» **What you will do**:
An exact copy of all the entries is what is needed here.

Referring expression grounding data
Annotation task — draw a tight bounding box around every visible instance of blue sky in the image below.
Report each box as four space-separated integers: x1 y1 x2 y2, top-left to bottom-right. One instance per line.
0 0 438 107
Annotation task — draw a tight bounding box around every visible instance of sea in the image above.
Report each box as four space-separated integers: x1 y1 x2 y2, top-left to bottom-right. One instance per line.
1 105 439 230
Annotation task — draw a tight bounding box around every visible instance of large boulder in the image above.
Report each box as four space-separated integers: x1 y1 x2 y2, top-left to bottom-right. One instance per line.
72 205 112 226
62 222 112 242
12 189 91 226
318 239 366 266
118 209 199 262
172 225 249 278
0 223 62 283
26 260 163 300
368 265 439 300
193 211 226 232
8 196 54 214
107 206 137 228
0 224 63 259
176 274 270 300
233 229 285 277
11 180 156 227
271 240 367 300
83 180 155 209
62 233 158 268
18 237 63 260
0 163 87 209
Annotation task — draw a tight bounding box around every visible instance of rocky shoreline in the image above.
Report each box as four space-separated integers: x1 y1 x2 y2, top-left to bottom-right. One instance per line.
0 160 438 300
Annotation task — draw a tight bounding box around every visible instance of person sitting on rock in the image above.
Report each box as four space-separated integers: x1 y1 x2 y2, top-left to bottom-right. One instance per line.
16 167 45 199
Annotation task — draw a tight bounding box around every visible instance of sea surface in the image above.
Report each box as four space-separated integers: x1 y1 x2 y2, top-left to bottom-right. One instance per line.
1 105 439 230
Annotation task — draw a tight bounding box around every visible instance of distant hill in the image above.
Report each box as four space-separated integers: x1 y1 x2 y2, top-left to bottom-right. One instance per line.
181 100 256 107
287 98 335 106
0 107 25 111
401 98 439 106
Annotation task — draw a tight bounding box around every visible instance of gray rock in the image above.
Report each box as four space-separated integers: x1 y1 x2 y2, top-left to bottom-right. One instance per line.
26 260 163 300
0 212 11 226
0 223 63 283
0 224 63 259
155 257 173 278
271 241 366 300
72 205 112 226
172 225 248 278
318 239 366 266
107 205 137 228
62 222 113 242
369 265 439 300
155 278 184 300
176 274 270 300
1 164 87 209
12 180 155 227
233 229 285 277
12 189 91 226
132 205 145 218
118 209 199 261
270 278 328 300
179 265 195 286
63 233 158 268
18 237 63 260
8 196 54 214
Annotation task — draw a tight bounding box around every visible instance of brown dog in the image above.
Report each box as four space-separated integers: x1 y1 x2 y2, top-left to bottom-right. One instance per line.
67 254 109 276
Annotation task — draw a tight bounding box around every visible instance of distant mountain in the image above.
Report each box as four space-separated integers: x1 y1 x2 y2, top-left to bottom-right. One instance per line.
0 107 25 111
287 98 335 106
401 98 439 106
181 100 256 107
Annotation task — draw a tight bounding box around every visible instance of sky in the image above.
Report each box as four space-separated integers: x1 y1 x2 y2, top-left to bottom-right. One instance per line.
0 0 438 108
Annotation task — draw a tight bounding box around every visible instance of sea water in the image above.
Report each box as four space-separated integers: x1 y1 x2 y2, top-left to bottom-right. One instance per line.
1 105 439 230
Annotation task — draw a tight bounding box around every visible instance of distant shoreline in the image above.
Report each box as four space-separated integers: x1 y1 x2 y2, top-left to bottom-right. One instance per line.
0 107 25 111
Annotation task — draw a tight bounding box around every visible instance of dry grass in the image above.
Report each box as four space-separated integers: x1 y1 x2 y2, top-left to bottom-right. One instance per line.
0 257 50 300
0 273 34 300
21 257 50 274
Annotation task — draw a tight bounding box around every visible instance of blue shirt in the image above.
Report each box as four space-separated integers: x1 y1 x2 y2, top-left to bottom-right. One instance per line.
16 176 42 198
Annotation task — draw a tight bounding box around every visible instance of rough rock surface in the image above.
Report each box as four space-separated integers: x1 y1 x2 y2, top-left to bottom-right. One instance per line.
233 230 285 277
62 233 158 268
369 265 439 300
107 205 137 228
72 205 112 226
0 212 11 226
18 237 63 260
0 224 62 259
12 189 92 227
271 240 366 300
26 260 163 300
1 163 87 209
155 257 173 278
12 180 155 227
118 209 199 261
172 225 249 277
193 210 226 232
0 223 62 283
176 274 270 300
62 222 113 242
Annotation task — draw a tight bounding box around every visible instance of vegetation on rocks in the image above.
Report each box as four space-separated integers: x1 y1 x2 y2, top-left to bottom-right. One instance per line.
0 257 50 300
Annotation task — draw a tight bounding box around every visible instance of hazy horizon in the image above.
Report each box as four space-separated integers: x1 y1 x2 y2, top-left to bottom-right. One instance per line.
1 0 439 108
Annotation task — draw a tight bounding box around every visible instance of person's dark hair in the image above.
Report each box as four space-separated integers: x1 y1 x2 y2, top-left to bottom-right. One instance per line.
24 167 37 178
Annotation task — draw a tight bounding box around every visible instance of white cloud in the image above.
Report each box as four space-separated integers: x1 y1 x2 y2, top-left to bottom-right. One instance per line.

» **Your solution**:
Annotation task — draw a tight bounding box around every visible instance of blue sky in the image below.
Report each box as four space-separated integers: x1 y1 x2 y2, top-left to bottom-right. One instance per line.
0 0 438 107
Annotation task — draw a tight bounding box around every visible instance of sea in the image above.
Report each box as four space-separated integers: x1 y1 x2 y2, top-left to bottom-right. One instance per line.
1 105 439 230
Annotation task — draw a tight bounding box around every visible instance of large boulder in the image above.
Report each box as four space-separated integers: x1 y1 x2 y2, top-left to bottom-right. One instance per line.
72 205 112 226
62 222 112 242
12 189 91 226
318 239 366 266
118 209 199 262
172 225 249 278
0 223 62 283
26 260 163 300
368 265 439 300
193 211 226 232
8 196 54 214
107 206 137 228
0 224 63 259
176 274 270 300
233 229 285 277
11 180 156 227
271 240 367 300
83 180 155 209
62 233 158 268
18 237 63 260
0 163 87 209
Annotation task — draw a tight bounding box around every visible instance of rocky shoreline in the image above.
Report each box as four space-separated integers: x1 y1 x2 y2, top-left to bottom-right. One instance per line.
0 160 438 300
Annotation task — draw a tight bounding box around every visible instance of person sitting on rock in the image above.
Report each box as four space-separated integers: x1 y1 x2 y2, top-left to bottom-right. One instance per line.
16 167 45 199
Annotation task — draw a tight bounding box around every visible instance of sea surface in the image above.
Report each box as four space-separated integers: x1 y1 x2 y2, top-left to bottom-right. One instance per line.
1 105 439 230
Annotation task — draw a tight bounding box around every visible instance of distant hill in the image above.
Report each box as four space-separated integers: x1 y1 x2 y2, top-left to bottom-right. One instance per line.
181 100 256 107
287 98 335 106
0 107 25 111
401 98 439 106
Annotation task — draw a tight bounding box around every visible instance of gray rock in the image above.
Report each box as four space-separated integers: x1 y1 x2 y2, top-left to bottom-right. One instance per line.
26 260 163 300
0 212 11 226
0 223 63 283
0 224 63 259
155 257 173 278
271 241 366 300
72 205 112 226
172 225 248 278
318 239 366 266
107 205 137 228
62 222 113 242
369 265 439 300
155 278 184 300
176 274 270 300
1 164 87 209
12 180 155 227
233 229 285 277
12 189 91 226
132 205 145 218
118 209 199 261
270 278 328 300
179 265 195 286
63 233 158 268
18 237 63 260
8 196 54 214
Annotation task — draw a tight bounding box around every visible instance of brown dog in the image above.
Report each box as four space-separated integers: x1 y1 x2 y2, top-left to bottom-right. One instance per line.
67 254 109 276
Annotation task — draw a tight bounding box around every visible instance of distant mountain in the image above.
Report each box as four space-separated integers: x1 y1 x2 y2, top-left to bottom-right. One instance per line.
0 107 25 111
287 98 335 106
401 98 439 106
181 100 256 107
Annotation task — draw a tight bounding box around every visible instance of sky in the image above.
Report each box as four space-separated integers: x1 y1 x2 y2, top-left to bottom-right. One instance per line.
0 0 438 108
Annotation task — draw a tight bounding box around every visible instance of sea water in the image above.
Report each box as four space-separated integers: x1 y1 x2 y2, top-left to bottom-right. One instance per line.
1 105 439 230
Annotation task — draw a tight bounding box around every visible instance of distant shoreline in the image above.
Report each box as four space-separated integers: x1 y1 x2 y2, top-left to bottom-right. One instance per line.
0 107 25 111
Annotation task — draw a tight bounding box around every visible instance of dry grass in the image above.
Report each box as four space-separated integers: x1 y1 x2 y2, top-left to bottom-right. One instance per line.
0 257 50 300
0 273 34 300
21 257 50 274
Annotation task — draw a tight bounding box around every visible instance of blue shirt in the image above.
Report each box as four space-separated integers: x1 y1 x2 y2, top-left to bottom-right. One instance per line.
16 176 42 198
Annotation task — draw a tight bounding box around every visible instance of rough rock surface in the image above.
Report each box as four space-separated integers: x1 y1 x2 y2, top-left to bottom-right. One instance per line.
233 230 285 277
62 233 158 268
369 265 439 300
107 205 137 228
72 205 112 226
0 212 11 226
18 237 63 260
0 224 62 259
12 189 92 227
271 240 366 300
26 260 163 300
1 163 87 209
155 257 173 278
12 180 155 227
118 209 199 261
172 225 249 277
193 210 226 232
0 223 62 283
176 274 270 300
62 222 113 242
Annotation task — draw a tight bounding box around every visible instance of vegetation on rocks in the image above.
Report each box as four space-separated integers: x1 y1 x2 y2, top-left to bottom-right. One instance per line.
0 257 50 300
Annotation task — draw a tight bounding box around every visible instance of hazy horizon in the image above.
Report each box as four space-separated integers: x1 y1 x2 y2, top-left to bottom-right. One instance per line.
1 0 439 108
Annotation task — draw a tight bounding box around every visible instance of person's dark hair in the image above.
Report each box as four space-separated integers: x1 y1 x2 y2, top-left to bottom-right. One instance per line.
24 167 37 178
Annotation task — draw a tight bounding box around every visible instance of white cloud in the image above.
Report each box as four space-separated integers: x1 y1 x2 y2, top-left to bottom-right. One instance per line.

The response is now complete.